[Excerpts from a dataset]
:::::

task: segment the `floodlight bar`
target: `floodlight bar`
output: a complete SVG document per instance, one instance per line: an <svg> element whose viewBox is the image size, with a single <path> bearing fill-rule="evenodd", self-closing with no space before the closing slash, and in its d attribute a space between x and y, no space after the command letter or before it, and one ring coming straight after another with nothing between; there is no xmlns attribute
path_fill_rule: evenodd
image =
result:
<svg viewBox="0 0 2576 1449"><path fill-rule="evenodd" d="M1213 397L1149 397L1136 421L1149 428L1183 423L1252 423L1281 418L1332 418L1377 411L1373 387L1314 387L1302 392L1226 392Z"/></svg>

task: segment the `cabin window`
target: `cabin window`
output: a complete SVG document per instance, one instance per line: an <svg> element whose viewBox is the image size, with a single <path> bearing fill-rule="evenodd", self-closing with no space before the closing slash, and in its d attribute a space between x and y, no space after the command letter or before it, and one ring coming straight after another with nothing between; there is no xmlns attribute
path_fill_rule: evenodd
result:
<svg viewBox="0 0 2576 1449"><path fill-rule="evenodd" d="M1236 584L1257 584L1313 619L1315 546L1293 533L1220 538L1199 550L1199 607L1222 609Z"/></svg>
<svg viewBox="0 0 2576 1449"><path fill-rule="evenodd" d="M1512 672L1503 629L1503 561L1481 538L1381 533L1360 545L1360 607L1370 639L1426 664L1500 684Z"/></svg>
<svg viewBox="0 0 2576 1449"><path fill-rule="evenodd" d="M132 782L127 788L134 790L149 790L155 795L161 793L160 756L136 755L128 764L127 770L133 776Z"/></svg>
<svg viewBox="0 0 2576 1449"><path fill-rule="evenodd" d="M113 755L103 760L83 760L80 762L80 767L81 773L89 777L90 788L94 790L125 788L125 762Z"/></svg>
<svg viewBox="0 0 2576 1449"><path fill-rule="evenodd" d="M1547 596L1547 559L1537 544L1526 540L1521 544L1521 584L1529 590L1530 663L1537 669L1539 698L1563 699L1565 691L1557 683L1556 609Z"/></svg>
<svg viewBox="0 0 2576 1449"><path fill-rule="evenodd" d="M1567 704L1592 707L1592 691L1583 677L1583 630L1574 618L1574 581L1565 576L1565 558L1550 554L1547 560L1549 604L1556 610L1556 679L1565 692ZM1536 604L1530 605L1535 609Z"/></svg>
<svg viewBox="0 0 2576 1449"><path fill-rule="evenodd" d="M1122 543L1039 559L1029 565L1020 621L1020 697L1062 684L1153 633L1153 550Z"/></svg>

:::::

EXERCISE: Retype each entry exactly, leaving none of them out.

RESPONSE:
task: segment the `floodlight bar`
target: `floodlight bar`
output: a complete SVG document per instance, one instance per line: an <svg> element whose viewBox is the image size, with a single <path> bearing fill-rule="evenodd", self-closing with no space before the closing slash, and in its d attribute a space between x and y, no space after the command letter or before it, and one ring coming straight after another with nothing between; there is no xmlns attribute
path_fill_rule: evenodd
image =
result:
<svg viewBox="0 0 2576 1449"><path fill-rule="evenodd" d="M1213 397L1149 397L1136 421L1149 428L1183 423L1252 423L1281 418L1332 418L1377 411L1373 387L1314 387L1302 392L1226 392Z"/></svg>

task: segment the `cabin window`
target: `cabin window`
output: a complete SVG document per instance, one instance per line: an <svg> element whose viewBox is the image size, with a single <path> bearing fill-rule="evenodd", self-closing with no space before the closing slash, and in its d attribute a space between x and y, no space after the command letter or before it, and one ring coming straight after another with nothing between; there is no xmlns attribute
path_fill_rule: evenodd
result:
<svg viewBox="0 0 2576 1449"><path fill-rule="evenodd" d="M1236 584L1257 584L1313 619L1315 546L1293 533L1220 538L1199 550L1199 607L1222 609Z"/></svg>
<svg viewBox="0 0 2576 1449"><path fill-rule="evenodd" d="M1512 672L1503 629L1503 561L1481 538L1381 533L1360 545L1360 607L1370 639L1426 664L1500 684Z"/></svg>
<svg viewBox="0 0 2576 1449"><path fill-rule="evenodd" d="M132 782L127 788L134 790L149 790L155 795L161 793L160 756L136 755L128 764L127 770L133 776Z"/></svg>
<svg viewBox="0 0 2576 1449"><path fill-rule="evenodd" d="M113 755L103 760L83 760L80 762L80 767L81 773L89 777L90 788L94 790L125 788L125 762Z"/></svg>
<svg viewBox="0 0 2576 1449"><path fill-rule="evenodd" d="M1547 596L1547 559L1537 544L1526 540L1521 544L1521 584L1529 590L1530 663L1537 669L1539 698L1563 699L1565 691L1557 683L1556 609Z"/></svg>
<svg viewBox="0 0 2576 1449"><path fill-rule="evenodd" d="M1567 704L1592 707L1592 691L1583 677L1583 630L1574 618L1574 581L1565 576L1565 558L1550 554L1547 560L1549 604L1556 610L1556 679L1565 692ZM1536 604L1530 605L1535 609Z"/></svg>
<svg viewBox="0 0 2576 1449"><path fill-rule="evenodd" d="M1122 543L1039 559L1029 565L1020 621L1020 697L1062 684L1153 633L1153 550Z"/></svg>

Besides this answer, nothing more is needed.